### Activity
Find and copy each line of the records where the string "purple" shows up.
[Provided material — start]
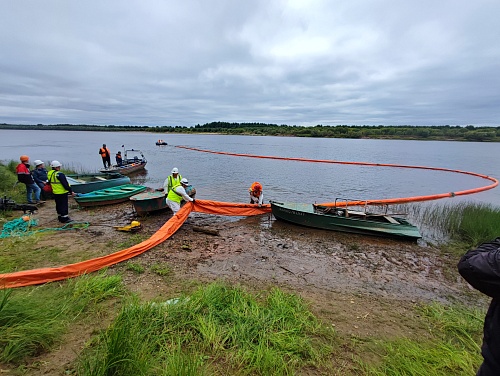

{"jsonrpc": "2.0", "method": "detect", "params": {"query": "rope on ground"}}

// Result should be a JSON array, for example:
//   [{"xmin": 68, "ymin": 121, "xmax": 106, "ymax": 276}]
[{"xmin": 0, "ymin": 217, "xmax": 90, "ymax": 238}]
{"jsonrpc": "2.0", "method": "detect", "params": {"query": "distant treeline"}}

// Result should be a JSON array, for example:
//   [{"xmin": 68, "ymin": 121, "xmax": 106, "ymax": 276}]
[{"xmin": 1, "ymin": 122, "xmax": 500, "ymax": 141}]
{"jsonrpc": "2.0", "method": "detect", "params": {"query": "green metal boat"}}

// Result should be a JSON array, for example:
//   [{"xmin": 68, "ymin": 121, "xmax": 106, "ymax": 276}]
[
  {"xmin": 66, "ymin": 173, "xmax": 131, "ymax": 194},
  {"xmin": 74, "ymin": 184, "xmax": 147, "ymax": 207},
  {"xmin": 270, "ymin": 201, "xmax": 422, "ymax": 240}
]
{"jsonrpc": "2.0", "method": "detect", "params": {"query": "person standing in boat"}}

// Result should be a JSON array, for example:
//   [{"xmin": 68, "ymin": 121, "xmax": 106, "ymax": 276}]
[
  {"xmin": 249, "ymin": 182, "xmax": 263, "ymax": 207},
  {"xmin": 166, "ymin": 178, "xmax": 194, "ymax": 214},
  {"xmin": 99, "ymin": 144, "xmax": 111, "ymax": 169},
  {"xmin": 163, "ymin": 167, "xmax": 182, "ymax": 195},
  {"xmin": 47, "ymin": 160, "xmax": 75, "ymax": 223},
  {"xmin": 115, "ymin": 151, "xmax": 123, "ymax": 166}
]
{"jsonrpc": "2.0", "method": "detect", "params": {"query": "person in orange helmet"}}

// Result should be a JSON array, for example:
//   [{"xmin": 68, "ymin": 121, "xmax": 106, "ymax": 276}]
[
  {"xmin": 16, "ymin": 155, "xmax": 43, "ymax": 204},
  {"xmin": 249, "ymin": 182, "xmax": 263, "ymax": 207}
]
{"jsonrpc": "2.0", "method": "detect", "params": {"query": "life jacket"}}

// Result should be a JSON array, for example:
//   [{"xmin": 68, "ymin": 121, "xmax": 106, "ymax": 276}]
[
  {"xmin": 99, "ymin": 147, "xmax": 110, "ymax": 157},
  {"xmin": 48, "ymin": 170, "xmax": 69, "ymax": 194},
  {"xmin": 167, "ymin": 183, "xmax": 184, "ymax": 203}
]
[Provided material — finish]
[Provided material — start]
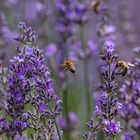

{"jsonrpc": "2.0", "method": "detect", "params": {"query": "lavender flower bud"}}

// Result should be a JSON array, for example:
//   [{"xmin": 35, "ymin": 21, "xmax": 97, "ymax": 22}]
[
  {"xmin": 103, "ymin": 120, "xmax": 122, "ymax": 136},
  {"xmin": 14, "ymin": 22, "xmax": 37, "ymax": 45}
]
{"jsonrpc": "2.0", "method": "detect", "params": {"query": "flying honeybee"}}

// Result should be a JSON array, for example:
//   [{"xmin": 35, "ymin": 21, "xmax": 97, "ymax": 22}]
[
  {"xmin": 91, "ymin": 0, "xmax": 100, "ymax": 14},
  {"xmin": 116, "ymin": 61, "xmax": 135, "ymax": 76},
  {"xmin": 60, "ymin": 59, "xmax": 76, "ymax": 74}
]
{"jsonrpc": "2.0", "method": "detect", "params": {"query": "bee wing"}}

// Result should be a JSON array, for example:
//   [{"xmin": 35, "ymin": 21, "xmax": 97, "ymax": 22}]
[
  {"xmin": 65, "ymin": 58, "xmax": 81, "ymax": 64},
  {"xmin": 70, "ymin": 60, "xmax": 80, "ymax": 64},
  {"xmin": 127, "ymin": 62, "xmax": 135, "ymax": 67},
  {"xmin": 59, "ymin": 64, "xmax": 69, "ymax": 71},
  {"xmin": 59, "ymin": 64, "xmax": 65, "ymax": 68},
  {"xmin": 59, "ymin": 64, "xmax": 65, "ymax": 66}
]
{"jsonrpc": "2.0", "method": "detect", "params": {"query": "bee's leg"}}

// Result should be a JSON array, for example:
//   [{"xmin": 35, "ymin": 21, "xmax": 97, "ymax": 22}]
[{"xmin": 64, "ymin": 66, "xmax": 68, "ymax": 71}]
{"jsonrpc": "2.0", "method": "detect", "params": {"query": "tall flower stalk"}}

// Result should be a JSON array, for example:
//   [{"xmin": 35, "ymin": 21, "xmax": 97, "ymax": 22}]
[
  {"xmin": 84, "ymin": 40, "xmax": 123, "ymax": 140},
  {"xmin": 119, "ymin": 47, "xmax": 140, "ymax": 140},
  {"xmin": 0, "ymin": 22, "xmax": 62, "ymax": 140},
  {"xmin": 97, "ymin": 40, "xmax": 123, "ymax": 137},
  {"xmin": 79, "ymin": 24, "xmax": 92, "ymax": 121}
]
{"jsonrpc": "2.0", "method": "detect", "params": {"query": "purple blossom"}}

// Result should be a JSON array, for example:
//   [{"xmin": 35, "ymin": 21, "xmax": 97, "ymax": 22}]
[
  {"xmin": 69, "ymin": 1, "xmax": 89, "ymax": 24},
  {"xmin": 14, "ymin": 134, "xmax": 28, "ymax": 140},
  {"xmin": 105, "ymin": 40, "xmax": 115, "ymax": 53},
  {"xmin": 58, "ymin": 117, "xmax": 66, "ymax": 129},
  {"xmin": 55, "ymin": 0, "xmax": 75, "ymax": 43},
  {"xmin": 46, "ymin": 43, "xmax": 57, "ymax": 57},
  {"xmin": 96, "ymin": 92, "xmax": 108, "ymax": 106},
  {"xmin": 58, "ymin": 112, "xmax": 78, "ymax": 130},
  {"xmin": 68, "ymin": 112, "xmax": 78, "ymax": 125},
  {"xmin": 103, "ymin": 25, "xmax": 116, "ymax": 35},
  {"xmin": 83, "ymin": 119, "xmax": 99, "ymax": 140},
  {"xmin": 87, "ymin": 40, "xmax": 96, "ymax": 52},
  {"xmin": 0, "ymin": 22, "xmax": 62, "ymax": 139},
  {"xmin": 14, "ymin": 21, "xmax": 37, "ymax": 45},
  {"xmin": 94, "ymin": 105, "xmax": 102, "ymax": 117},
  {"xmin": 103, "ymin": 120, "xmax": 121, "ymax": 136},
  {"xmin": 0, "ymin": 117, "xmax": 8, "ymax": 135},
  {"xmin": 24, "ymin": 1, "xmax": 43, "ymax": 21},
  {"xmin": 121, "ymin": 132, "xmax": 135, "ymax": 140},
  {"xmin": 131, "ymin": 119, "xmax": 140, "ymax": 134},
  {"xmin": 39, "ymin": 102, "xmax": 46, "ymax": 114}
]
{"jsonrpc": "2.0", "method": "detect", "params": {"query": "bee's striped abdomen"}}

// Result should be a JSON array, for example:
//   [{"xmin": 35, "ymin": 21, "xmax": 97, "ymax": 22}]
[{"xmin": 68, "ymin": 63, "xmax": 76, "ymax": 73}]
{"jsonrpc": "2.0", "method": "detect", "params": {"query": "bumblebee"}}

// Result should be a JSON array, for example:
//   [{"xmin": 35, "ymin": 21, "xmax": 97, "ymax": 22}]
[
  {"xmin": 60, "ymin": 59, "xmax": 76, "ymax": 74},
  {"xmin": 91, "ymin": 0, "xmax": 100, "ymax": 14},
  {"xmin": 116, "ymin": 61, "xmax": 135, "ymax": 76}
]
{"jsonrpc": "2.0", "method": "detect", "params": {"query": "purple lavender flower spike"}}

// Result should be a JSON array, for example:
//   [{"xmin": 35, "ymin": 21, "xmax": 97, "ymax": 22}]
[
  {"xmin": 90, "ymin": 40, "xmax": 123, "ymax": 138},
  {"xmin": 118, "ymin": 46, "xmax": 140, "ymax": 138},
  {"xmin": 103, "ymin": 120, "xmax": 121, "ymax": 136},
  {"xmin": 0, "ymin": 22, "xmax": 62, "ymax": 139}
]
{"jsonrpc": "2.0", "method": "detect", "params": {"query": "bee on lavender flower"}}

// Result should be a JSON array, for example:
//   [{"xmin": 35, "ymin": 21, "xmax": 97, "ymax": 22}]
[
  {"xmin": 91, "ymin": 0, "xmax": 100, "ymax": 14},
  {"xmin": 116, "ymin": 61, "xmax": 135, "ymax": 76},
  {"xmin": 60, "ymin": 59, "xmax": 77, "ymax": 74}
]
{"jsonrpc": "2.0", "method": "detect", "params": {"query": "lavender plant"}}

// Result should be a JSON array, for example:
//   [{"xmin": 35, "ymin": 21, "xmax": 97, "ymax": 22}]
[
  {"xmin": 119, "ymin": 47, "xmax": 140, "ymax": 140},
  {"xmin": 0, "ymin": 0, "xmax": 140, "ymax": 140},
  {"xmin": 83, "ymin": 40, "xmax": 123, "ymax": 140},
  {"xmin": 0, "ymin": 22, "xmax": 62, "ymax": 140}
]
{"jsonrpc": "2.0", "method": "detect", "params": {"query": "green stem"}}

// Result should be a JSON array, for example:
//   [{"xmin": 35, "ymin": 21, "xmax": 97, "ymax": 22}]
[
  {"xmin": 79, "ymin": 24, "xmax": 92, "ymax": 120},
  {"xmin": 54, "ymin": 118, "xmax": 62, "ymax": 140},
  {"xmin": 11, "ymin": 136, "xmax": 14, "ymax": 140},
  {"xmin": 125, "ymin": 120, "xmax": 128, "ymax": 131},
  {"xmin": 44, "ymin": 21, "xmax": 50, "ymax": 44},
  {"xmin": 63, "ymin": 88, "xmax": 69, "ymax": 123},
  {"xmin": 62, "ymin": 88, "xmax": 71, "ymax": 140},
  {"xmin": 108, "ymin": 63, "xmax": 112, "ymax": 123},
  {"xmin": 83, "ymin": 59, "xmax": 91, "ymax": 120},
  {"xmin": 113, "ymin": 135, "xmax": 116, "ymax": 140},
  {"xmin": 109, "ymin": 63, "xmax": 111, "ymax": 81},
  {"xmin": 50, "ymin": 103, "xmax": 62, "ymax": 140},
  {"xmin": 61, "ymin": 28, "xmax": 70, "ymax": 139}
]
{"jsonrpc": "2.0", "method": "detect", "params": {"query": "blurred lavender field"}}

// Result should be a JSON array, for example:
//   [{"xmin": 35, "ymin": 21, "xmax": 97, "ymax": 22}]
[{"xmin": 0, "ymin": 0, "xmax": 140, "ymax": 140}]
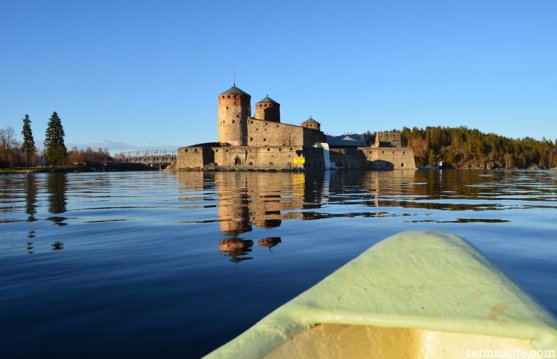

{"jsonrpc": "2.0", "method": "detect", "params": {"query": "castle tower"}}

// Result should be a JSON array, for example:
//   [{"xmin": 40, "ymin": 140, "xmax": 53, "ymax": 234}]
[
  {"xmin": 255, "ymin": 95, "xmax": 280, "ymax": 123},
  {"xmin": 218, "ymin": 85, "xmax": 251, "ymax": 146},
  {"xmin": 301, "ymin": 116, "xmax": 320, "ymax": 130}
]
[Provided material — finish]
### Response area
{"jsonrpc": "2.0", "method": "detect", "params": {"query": "purple blossom"}}
{"jsonrpc": "2.0", "method": "detect", "params": {"query": "purple lavender flower spike"}}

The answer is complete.